» **Task brief**:
Would you please repeat the data exactly as given?

» **Exercise material**:
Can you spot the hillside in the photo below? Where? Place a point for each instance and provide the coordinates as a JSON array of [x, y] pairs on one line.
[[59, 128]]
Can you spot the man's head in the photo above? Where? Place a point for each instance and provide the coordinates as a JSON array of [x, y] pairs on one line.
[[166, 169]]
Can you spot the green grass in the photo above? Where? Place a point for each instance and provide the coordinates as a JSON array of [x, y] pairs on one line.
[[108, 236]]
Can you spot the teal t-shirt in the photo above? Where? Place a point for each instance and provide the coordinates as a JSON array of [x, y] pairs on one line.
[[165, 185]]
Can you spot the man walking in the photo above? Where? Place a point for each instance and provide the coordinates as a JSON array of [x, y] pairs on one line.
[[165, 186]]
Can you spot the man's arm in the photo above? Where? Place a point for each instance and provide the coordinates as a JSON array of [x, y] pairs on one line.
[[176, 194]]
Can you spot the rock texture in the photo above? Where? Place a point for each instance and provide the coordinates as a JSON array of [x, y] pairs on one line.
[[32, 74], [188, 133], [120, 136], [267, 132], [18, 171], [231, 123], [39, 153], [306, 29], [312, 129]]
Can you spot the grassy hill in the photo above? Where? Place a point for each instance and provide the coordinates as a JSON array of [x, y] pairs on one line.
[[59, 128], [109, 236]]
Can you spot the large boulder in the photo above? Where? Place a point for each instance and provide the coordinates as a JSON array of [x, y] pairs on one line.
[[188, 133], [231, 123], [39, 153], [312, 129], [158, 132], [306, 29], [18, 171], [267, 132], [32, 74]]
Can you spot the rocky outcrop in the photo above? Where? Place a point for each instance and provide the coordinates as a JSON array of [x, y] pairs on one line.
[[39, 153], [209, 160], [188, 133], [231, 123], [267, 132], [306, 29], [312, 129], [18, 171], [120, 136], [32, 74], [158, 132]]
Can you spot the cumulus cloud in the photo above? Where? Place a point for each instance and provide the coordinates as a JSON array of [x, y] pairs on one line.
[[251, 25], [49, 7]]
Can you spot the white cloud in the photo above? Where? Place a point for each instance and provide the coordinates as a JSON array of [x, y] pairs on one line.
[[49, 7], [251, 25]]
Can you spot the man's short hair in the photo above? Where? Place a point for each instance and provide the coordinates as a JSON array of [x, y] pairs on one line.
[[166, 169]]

» **Solution to this exercise**:
Can you spot the hillside in the photo below? Where? Place a point for each instance and provide the coordinates as a JSON array of [x, y] pairs on one line.
[[59, 128]]
Can you spot the man's head in the photo above? Where? Place a point for each instance and provide the coordinates as a JSON array of [x, y] pairs on one line.
[[166, 169]]
Can you spot the green grass in the photo above? Where? Place a point for each instance and provide the coordinates as a JSON array of [x, y] pairs on one line.
[[108, 236]]
Can you spot the teal t-shirt in the photo above? Where? Place a point for each instance and provide the coordinates as a JSON array of [x, y] pairs on one line.
[[165, 185]]
Can you spot the man walking in the photo above? Where? Place a point for each instance and provide the coordinates as a JSON array of [x, y] pairs on one line.
[[165, 186]]
Can you spot the man's arm in the photo above? Where? Place a point for each instance and provide the coordinates as a JSON array of [x, y] pairs on one line.
[[176, 194]]
Can you spot the rock texture in the photo above? Where? Place a point for each instance and provide the coordinates as a JSON array of [x, y] pairs on one line.
[[32, 74], [188, 133], [120, 136], [267, 132], [18, 171], [231, 123], [39, 153], [306, 29], [312, 129]]
Can you spot the grassy hill in the photo above? Where? Place a point for each instance and provide the coordinates as a JSON array of [x, y] pairs on one line.
[[59, 128], [109, 236]]
Can you spot the large boulder in the photo above? Where? Place a point for each instance and provide the coordinates as a JSON array of [x, y] pairs on one line.
[[188, 133], [231, 123], [39, 153], [312, 129], [158, 132], [306, 29], [18, 171], [267, 132], [32, 74]]
Can you spot the rocky outcrop in the photo above? Where? Place a point for each instance and provide the coordinates as a JSON array of [x, y] pairs on one line.
[[39, 153], [209, 160], [188, 133], [231, 123], [267, 132], [306, 29], [312, 129], [18, 171], [120, 136], [32, 74], [158, 132]]
Can you spot the cumulus cloud in the photo above? Where? Place a point for each instance and provide the coordinates as a JSON array of [x, y] pairs on one line.
[[251, 25], [49, 7]]
Can you spot the white cloud in the photo above? Where? Place a point for each instance and provide the coordinates as a JSON array of [x, y] pairs on one line.
[[49, 7], [251, 25]]
Can you spot the man's short hair in the photo above? Where? Place a point for each instance and provide the coordinates as a JSON array of [x, y] pairs on one line.
[[166, 169]]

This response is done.